▶ _Teks Kutipan_
Bagi mahasiswa, mencetak prestasi adalah sebuah kewajiban mutlak yang harus dicapai. Menguasai bidang ilmu yang telah dipilih juga termasuk keharusan. Dalam kitab ta'limul muta'allim dijelaskan bahwa "Definisi ilmu adalah sifat yang melekat pada seseorang yang memiliki gelar di bidangnya." Menjadi calon sarjana di bidang arsitektur tentu harus menguasai benar ilmu arsitektur, calon sarjana kedokteran tentu harus paham benar ilmu berkaitan dengan kedoteran, dan lainnya. Konteks memahami dan menuasai dapat dibuktikan secara sederhana dengan indeks prestasi yang memuaskan tentunya. Bisa disimpulkan seorang muslim haruslah memiliki IP yang baik sebagai bentuk pemahaman pada bidang ilmunya. 

Hal sekarang yang mungkin menjadi problematika mahasiswa baru adalah cara untuk berdaptasi dengan sistem pembeajaran baru perkuliahan dengan cepat. Pak Suherman menyebutnya 'mental pembelajar cepat'. Beliau berpesan bahwa setiap mahasiswa yang ingin sukses dalam akademik maupun organisasi haruslah bisa bekerja keras dan cerdas. Memanfaatkan segala fasilitas pembelajaran dengan maksimal dalam tempo sesingkat-singkatnya. Semisal dikatakan unutk menyelesaikan sebuah laporan praktikum dibutuhkan waktu selama 8 jam pada mahasiswa umunmnya, akan tetapi kita harus bisa mneyelesaikannya dalam waktu lebih cepat, 2 jam misalnya. Sehingga kita bisa memanfaatkan 6 jam tersisa untuk mengerjakan hal lain termasuk belajar di organisasi. Inilah yang disebut dengan 'mental pembelajar cepat'. Sekali lagi disini mahasiswa dituntut untuk menderita dalam mencari ilmu.

▶ _Tugas Latihan_
[A] Salin bagian teks tentang prestasi mahasiswa mulai dari "Bagi mahasiswa, mencetak" sampai dengan "pada bidang ilmunya.".
[B] Dalam teks tentang prestasi mahasiswa, apa sebutan yang diberikan Pak Suherman untuk kemampuan beradaptasi cepat dengan sistem pembelajaran perkuliahan?
Baris-baris di bawah ini tidak dipakai di sini.

▶ _Baris yang Diberikan_

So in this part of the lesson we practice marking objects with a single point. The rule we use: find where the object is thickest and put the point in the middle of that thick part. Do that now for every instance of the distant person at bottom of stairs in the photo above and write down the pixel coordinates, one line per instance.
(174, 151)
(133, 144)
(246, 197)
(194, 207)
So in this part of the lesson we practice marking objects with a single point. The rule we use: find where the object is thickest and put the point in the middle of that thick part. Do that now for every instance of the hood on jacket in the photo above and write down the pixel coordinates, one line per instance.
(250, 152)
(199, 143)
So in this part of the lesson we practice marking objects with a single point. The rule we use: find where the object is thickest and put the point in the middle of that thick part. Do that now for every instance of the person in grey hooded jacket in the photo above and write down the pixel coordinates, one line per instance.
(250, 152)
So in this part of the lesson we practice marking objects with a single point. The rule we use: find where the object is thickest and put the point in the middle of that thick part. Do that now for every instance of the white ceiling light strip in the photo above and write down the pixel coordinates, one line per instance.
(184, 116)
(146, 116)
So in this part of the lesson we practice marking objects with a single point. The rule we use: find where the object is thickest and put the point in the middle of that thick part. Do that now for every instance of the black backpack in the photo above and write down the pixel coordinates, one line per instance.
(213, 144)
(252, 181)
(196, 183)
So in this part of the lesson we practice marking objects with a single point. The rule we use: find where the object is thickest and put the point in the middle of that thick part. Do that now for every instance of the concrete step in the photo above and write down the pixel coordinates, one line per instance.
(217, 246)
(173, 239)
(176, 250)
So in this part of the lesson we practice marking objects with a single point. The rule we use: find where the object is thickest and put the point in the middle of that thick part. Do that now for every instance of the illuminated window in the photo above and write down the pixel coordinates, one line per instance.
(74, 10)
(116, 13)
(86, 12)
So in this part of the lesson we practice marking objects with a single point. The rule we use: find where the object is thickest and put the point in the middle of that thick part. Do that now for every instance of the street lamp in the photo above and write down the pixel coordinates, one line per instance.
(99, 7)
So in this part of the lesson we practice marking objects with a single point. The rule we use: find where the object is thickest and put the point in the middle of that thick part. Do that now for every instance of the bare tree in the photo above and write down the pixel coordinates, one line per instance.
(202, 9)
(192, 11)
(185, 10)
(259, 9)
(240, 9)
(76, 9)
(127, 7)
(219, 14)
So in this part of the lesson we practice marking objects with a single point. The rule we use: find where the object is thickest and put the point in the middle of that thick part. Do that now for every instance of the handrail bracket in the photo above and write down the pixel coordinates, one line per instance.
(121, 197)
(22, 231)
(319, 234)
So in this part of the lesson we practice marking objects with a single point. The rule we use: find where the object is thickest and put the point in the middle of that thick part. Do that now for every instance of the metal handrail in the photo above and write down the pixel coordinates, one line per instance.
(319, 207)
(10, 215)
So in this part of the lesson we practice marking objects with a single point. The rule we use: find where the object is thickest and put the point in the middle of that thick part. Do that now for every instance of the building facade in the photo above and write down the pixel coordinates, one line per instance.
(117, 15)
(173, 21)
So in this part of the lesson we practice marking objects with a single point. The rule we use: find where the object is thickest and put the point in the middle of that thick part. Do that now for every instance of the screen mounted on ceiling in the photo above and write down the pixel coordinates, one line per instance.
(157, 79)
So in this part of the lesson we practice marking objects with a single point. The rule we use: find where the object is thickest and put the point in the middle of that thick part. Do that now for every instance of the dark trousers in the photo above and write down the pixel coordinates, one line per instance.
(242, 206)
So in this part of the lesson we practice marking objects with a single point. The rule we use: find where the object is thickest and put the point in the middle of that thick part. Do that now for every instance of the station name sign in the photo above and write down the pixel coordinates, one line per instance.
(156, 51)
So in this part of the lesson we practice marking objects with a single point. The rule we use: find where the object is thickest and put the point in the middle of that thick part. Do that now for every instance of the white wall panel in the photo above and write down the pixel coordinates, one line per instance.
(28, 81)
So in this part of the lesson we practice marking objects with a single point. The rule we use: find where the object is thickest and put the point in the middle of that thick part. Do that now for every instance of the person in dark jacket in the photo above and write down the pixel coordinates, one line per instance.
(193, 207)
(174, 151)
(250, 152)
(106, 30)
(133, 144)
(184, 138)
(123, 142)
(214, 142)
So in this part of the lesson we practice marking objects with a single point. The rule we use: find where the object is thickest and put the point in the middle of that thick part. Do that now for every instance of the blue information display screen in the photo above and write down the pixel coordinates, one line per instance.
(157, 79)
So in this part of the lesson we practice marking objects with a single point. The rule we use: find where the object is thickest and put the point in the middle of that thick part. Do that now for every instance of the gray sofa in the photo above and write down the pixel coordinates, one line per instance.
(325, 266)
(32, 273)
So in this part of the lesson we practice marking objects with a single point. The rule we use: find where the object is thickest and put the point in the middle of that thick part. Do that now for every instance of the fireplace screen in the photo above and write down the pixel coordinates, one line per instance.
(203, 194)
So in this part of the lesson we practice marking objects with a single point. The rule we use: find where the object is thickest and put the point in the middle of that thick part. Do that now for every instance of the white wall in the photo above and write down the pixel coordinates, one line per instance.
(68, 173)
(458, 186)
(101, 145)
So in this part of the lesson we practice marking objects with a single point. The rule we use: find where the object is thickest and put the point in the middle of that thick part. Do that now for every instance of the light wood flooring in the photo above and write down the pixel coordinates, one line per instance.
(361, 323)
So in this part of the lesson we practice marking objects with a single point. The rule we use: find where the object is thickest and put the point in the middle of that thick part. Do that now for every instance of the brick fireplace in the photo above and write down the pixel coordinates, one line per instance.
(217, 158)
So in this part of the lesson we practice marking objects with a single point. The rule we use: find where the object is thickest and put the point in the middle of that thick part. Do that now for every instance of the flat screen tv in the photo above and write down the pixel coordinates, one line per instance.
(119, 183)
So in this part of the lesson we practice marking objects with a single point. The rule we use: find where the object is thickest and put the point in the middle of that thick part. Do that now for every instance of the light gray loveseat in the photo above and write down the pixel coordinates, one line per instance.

▶ _Daftar Jawaban_
[A]
Bagi mahasiswa, mencetak prestasi adalah sebuah kewajiban mutlak yang harus dicapai. Menguasai bidang ilmu yang telah dipilih juga termasuk keharusan. Dalam kitab ta'limul muta'allim dijelaskan bahwa "Definisi ilmu adalah sifat yang melekat pada seseorang yang memiliki gelar di bidangnya." Menjadi calon sarjana di bidang arsitektur tentu harus menguasai benar ilmu arsitektur, calon sarjana kedokteran tentu harus paham benar ilmu berkaitan dengan kedoteran, dan lainnya. Konteks memahami dan menuasai dapat dibuktikan secara sederhana dengan indeks prestasi yang memuaskan tentunya. Bisa disimpulkan seorang muslim haruslah memiliki IP yang baik sebagai bentuk pemahaman pada bidang ilmunya.

[B] Mental pembelajar cepat.